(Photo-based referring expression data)

<<<<

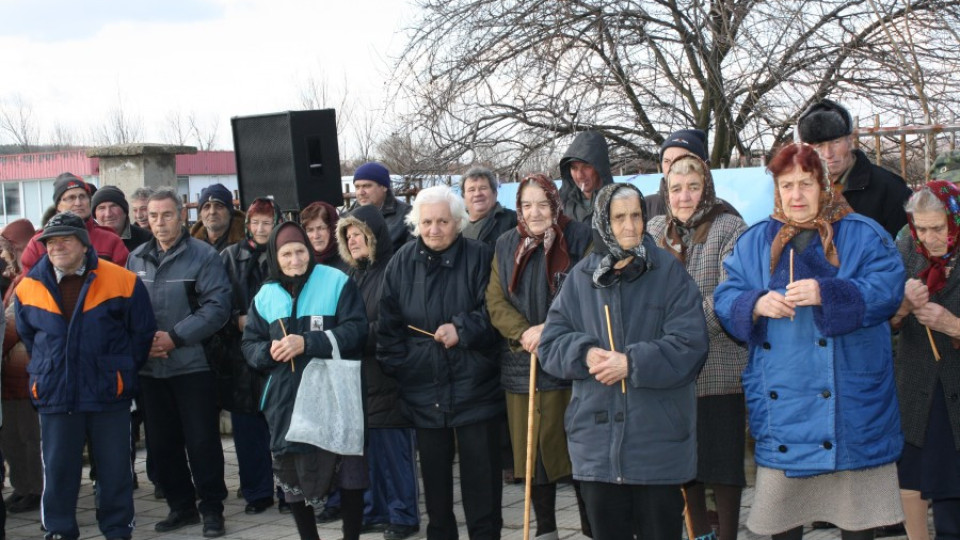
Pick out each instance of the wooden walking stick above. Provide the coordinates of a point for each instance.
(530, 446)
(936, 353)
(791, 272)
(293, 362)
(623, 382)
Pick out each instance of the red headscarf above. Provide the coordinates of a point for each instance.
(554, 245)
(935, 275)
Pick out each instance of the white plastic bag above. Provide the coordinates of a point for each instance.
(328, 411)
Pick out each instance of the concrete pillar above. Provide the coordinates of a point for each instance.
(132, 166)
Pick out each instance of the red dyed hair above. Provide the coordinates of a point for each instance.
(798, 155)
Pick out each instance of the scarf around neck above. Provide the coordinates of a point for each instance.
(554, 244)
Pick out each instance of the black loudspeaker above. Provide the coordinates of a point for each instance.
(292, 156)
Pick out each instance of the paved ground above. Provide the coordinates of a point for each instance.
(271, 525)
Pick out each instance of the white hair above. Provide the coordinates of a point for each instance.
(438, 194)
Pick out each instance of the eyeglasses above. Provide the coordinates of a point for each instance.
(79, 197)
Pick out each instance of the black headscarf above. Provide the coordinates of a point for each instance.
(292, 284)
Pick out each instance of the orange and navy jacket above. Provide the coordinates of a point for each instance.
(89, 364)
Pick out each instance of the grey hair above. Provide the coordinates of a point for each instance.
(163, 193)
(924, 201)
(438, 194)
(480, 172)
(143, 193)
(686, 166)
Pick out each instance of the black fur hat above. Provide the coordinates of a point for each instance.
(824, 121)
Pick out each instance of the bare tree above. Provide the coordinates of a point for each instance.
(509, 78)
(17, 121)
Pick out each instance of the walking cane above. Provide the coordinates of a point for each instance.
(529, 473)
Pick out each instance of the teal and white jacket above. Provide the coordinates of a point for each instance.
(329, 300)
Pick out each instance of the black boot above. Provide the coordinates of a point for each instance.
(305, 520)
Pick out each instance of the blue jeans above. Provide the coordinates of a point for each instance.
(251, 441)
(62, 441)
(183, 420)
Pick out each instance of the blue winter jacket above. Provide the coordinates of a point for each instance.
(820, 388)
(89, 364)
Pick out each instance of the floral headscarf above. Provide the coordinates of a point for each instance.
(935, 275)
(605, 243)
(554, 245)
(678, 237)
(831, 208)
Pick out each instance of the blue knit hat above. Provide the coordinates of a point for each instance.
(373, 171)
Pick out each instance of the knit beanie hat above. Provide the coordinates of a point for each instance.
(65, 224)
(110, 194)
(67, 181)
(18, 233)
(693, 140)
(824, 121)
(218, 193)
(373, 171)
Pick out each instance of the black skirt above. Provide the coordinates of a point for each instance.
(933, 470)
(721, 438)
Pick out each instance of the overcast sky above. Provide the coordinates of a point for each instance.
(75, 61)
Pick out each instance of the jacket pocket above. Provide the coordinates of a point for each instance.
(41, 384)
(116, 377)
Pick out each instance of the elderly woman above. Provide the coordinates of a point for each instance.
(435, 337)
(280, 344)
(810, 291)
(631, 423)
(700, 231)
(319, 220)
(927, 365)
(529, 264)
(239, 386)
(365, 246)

>>>>

- _Work required_
All records are to be reproduced exactly; the pictures are to be omitted.

- _Result for this exercise_
Pick out each instance of the wooden walking stick above. Provide the coordinates of a point for each instance.
(530, 446)
(936, 353)
(791, 272)
(293, 362)
(623, 382)
Pick out each instance of the red headscarf above. Provide the coordinates of a point for each instance.
(554, 245)
(935, 275)
Pick out each instance of the white plastic bag above. Provide the coordinates of a point for each instance.
(328, 411)
Pick out each instance of the concrete pillar above. Provide the coordinates of a point for each instance.
(132, 166)
Pick out each instance of the red dyed hair above. Provide the coordinates of a point for each instance.
(798, 155)
Pick out each instance of the scarf around neck above. Provide the coordinates of a point for each instance.
(554, 244)
Pick out each instance of the black loudspeaker above. Provide the coordinates of a point for each instance.
(292, 156)
Pick out each instance of the paved ground above. Provide the coordinates of a point for each instance.
(271, 525)
Pick out each instance of the white hair above. Provide the coordinates of a point for each instance.
(438, 194)
Pick out each instance of the eyeglasses above. Provide the coordinates of a point for each instance.
(79, 197)
Pick out each instance of the black headscarf above. Provide the coordinates of a point for each instance.
(292, 284)
Pick out each instance of the orange and navy jacket above. Provide the coordinates of a point for each instance.
(89, 364)
Pick out each instance of the grey hair above. Provide the coordinates of a point for each instance.
(163, 193)
(924, 201)
(438, 194)
(480, 172)
(143, 193)
(686, 166)
Pick out each instance of the black fur hat above. Provide the coordinates of a point for each instance.
(824, 121)
Pick out each instance of the bare tree above. Provide the coordinates of a point for each instance.
(509, 78)
(17, 121)
Pick out each instance of the walking cane above. Provide the coordinates of a point for each instance.
(529, 473)
Pick out each instance of the teal and white jacket above. Provide the coordinates of a point for each instance.
(329, 300)
Pick out each instance of the black boot above. Provide the coordinates of a point for each instance.
(305, 520)
Pick out each instance of the blue jeans above. Provide the coordinates of a point for each instance.
(251, 441)
(62, 441)
(183, 420)
Pick out each instance of the blue winter jacket above. Provide the coordinates of a point for each instance.
(820, 388)
(89, 364)
Pick out each instance of the floral headscarf above. Provide the coordinates of a point for each instance.
(935, 275)
(605, 243)
(554, 245)
(678, 237)
(831, 208)
Pick out each instance of the blue knit hat above. Provide the coordinates of a point for each instance.
(373, 171)
Pick out each instance of the knit beanie hat above. Provide the coordinates of a point for each instance.
(65, 224)
(110, 194)
(67, 181)
(18, 233)
(693, 140)
(824, 121)
(218, 193)
(373, 171)
Pick out each instance of the black skirt above. Provide the coordinates of a point for each instance.
(933, 470)
(721, 438)
Pick out each instance of the overcast sky above. Provide the coordinates of a point for each instance.
(75, 61)
Pick out each instance of the jacket pocket above. Provide the coordinates of a point for each instance.
(41, 384)
(116, 377)
Pick out each instance of the elderly woman above. Provide the coordinates of a point for each instance.
(435, 337)
(280, 344)
(810, 291)
(631, 423)
(700, 231)
(319, 220)
(927, 365)
(529, 264)
(239, 386)
(365, 246)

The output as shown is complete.